■ Required action
Could you repeat, word for word, every line from the one containing "Could you point to the dark" through the final line of the records below, and nothing else?

■ Provided data
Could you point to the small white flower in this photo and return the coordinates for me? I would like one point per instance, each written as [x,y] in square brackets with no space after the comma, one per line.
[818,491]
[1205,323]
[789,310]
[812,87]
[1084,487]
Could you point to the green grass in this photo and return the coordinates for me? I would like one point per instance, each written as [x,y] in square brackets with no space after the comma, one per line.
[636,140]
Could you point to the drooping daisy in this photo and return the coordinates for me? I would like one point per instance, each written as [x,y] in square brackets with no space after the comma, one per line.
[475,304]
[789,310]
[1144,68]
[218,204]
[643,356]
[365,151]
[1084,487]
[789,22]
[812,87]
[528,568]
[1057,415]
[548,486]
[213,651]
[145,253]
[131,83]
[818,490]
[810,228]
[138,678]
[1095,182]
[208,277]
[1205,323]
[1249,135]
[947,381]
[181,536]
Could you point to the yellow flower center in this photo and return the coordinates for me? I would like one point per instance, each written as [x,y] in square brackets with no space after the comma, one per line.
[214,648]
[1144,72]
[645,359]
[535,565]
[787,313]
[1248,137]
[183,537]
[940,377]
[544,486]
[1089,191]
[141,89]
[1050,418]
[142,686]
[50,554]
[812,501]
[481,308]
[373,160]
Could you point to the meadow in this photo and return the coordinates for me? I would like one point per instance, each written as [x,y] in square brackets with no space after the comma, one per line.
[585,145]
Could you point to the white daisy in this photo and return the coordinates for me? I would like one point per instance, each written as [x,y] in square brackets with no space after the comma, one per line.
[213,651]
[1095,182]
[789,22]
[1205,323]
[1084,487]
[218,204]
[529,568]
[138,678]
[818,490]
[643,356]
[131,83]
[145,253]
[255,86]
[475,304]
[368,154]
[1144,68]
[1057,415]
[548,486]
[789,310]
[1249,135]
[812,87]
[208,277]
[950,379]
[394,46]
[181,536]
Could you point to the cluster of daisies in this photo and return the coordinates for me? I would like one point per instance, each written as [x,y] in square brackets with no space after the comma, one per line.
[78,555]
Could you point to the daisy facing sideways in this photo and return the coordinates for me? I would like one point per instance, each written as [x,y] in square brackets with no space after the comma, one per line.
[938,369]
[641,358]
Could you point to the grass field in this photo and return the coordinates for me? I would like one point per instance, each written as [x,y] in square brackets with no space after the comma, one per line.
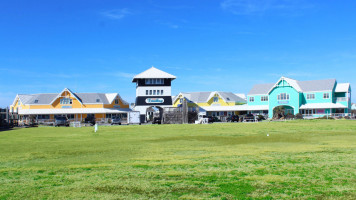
[299,159]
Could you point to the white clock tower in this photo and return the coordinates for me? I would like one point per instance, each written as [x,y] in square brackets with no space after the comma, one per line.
[153,89]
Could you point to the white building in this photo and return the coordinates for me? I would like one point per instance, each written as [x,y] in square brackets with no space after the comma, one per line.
[153,90]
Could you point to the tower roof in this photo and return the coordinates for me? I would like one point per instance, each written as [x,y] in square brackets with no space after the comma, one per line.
[153,73]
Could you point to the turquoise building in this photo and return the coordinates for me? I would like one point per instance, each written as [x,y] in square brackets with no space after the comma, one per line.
[315,98]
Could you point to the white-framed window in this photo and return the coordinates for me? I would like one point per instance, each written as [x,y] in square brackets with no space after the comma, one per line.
[154,81]
[283,96]
[65,101]
[310,96]
[264,98]
[326,96]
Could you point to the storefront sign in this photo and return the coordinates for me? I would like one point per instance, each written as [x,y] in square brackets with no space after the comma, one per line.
[283,102]
[321,111]
[154,100]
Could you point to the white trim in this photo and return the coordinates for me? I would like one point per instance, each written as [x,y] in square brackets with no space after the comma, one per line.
[72,111]
[322,106]
[59,95]
[292,83]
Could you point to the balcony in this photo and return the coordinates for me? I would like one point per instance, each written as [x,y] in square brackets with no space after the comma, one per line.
[341,99]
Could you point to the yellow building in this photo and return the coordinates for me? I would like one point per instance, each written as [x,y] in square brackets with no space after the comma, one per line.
[76,106]
[211,103]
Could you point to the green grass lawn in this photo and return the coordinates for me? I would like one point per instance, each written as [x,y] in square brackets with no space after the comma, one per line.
[299,159]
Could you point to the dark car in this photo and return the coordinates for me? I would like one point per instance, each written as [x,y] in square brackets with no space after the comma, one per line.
[233,118]
[260,117]
[249,118]
[211,119]
[116,120]
[90,119]
[156,120]
[61,121]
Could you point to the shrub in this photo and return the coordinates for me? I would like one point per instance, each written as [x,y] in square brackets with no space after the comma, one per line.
[260,117]
[325,117]
[289,116]
[299,116]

■ Written solution
Could you point to the dark car in this photo and return the coordinates for me? I would like one point per instance, each written as [x,y] in square brackets with no space after the comma, one per line.
[233,118]
[260,117]
[249,118]
[211,119]
[116,120]
[90,119]
[156,120]
[61,121]
Could you point to the shrub in this photo and return the coordinates for me? I would like one point per instance, each written as [x,y] in square brackets with no space after the comma, one per line.
[260,117]
[325,117]
[289,116]
[299,116]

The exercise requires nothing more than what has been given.